**JOB:** Count the lines in the entries below that contain the word "dark" and reply with only that number.

**RECORDS TO USE:**
──────

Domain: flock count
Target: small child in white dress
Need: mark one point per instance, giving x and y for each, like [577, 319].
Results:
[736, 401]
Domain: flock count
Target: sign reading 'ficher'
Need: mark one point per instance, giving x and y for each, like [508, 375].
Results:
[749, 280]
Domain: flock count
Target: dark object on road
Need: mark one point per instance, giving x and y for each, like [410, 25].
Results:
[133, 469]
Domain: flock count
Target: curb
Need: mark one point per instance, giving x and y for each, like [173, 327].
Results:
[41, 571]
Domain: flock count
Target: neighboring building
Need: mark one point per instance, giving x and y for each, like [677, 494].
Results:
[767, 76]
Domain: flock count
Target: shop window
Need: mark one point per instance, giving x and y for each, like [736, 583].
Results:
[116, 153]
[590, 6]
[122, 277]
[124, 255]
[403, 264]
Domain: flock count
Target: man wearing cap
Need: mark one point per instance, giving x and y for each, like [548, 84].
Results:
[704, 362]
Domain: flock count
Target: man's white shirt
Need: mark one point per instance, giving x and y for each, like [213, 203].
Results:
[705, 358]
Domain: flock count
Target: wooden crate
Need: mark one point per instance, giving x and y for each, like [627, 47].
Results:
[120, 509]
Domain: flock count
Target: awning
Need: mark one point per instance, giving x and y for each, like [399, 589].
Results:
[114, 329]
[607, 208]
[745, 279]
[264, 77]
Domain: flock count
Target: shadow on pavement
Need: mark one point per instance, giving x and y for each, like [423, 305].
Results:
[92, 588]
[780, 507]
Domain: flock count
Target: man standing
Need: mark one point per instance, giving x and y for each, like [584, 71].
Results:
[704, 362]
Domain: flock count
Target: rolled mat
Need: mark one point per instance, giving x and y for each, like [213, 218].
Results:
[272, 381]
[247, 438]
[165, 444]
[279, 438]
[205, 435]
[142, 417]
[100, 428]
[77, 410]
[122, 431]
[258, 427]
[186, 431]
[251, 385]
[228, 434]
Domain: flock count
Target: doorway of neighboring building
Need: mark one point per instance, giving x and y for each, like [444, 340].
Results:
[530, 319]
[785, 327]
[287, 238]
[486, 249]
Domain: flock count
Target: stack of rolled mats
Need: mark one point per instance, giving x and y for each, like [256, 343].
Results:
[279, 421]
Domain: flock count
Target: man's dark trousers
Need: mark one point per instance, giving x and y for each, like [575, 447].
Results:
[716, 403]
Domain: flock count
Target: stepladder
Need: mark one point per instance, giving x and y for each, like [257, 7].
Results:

──────

**FINISHED TASK:** 2